» SELECTION:
┌────────

# the FBI is watching you!



## LadyFlynt (Jul 8, 2005)

yes, the FBI has a new method of observing online activity! There is no escaping it. But they're sure that you will never even notice that they're there.

http://users.chartertn.net/tonytemplin/FBI_eyes/


----------



## Michael Butterfield (Jul 8, 2005)

That is so funny


----------



## VirginiaHuguenot (Jul 8, 2005)




----------



## Bladestunner316 (Jul 8, 2005)

Funny but also true


----------



## Contra_Mundum (Jul 8, 2005)

reminds me of that two-button poll: Do you like Clinton or not. the no button kept evading your clicker. and then you accidentally hit the yes button it thanked you for voting democrat!


----------



## LadyFlynt (Jul 8, 2005)

LOL...I would have liked to have seen that one!


----------



## Bladestunner316 (Jul 8, 2005)

they had one for bush too lol


----------



## Puritanhead (Aug 13, 2005)

└────────

» LISTING:
┌────────

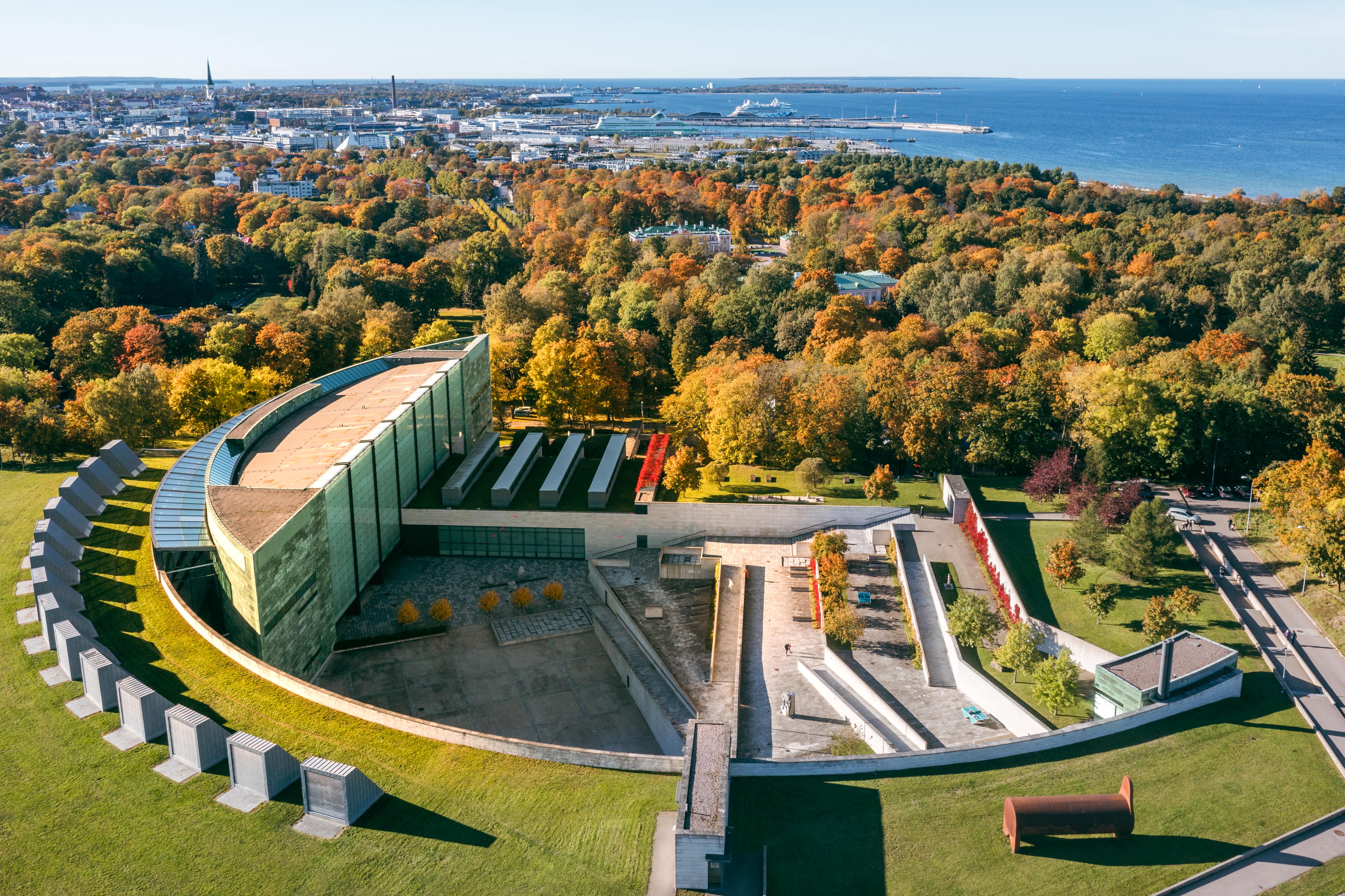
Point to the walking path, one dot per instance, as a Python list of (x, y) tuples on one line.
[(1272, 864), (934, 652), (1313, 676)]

└────────
┌────────

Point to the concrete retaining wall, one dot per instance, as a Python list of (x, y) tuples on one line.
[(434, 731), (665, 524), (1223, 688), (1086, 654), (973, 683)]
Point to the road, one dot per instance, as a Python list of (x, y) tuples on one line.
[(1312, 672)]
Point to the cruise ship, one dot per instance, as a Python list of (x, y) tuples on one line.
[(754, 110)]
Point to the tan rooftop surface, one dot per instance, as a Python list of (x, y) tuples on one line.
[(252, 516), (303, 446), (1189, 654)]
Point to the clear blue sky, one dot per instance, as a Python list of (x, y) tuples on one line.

└────────
┌────────

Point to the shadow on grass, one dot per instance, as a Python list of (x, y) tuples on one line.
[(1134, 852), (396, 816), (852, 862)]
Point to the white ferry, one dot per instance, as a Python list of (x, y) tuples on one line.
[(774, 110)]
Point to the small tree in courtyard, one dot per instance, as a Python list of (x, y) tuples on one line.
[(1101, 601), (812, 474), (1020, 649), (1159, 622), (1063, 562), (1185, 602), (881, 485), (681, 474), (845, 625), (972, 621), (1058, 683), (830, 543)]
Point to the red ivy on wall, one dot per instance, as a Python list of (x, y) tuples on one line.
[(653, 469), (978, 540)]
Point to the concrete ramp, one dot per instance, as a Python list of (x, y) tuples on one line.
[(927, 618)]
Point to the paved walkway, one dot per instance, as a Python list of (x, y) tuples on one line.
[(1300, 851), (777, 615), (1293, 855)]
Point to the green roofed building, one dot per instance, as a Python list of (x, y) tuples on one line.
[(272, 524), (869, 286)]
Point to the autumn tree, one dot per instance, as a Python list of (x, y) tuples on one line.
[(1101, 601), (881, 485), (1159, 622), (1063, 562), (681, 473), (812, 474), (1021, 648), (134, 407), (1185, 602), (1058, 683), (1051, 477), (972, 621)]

└────────

» SHORT PROBLEM A:
List every distinct username that appears as a post heading in the forum thread about the FBI watching online activity.
» SHORT PROBLEM B:
Write what comes next in the forum thread about the FBI watching online activity, starting right after its final line.

» RIGHT ANSWER A:
LadyFlynt, Michael Butterfield, VirginiaHuguenot, Bladestunner316, Contra_Mundum, Puritanhead

» RIGHT ANSWER B:
----------



## Bladestunner316 (Aug 13, 2005)




----------



## Augusta (Aug 13, 2005)

Just because your paranoid, doesn't mean they aren't out to get you!!


----------



## Robin (Aug 13, 2005)

Traci, where can i get some of those smilies?!

Robin


----------



## Arch2k (Aug 13, 2005)

> _Originally posted by Robin_
> 
> 
> Traci, where can i get some of those smilies?!
> ...



Robin,

See this thread.


----------



## Puritanhead (Aug 13, 2005)

> _Originally posted by Augusta_
> Just because your paranoid, doesn't mean they aren't out to get you!!



If only you knew how many Puritanboard posters were G-men playing games.


----------



## Bladestunner316 (Aug 13, 2005)

like ANDREW


----------



## Augusta (Aug 13, 2005)

I actually don't have a program for smilies. I snatch them up when I see other people use ones I like and I keep them in a www.photobucket.com site so that I can use them anywhere. I keep my avatar there too. If you want any just right click on them and save them in a file. Photo bucket is free. I just upload them there and then use urls. I like this guy.


----------



## Robin (Aug 19, 2005)

> _Originally posted by Jeff_Bartel_
> 
> 
> > _Originally posted by Robin_
> ...



Gee, thanks, Traci!! 

r.


----------



## VirginiaHuguenot (Aug 19, 2005)

> _Originally posted by Bladestunner316_
> like ANDREW


----------



## turmeric (Aug 19, 2005)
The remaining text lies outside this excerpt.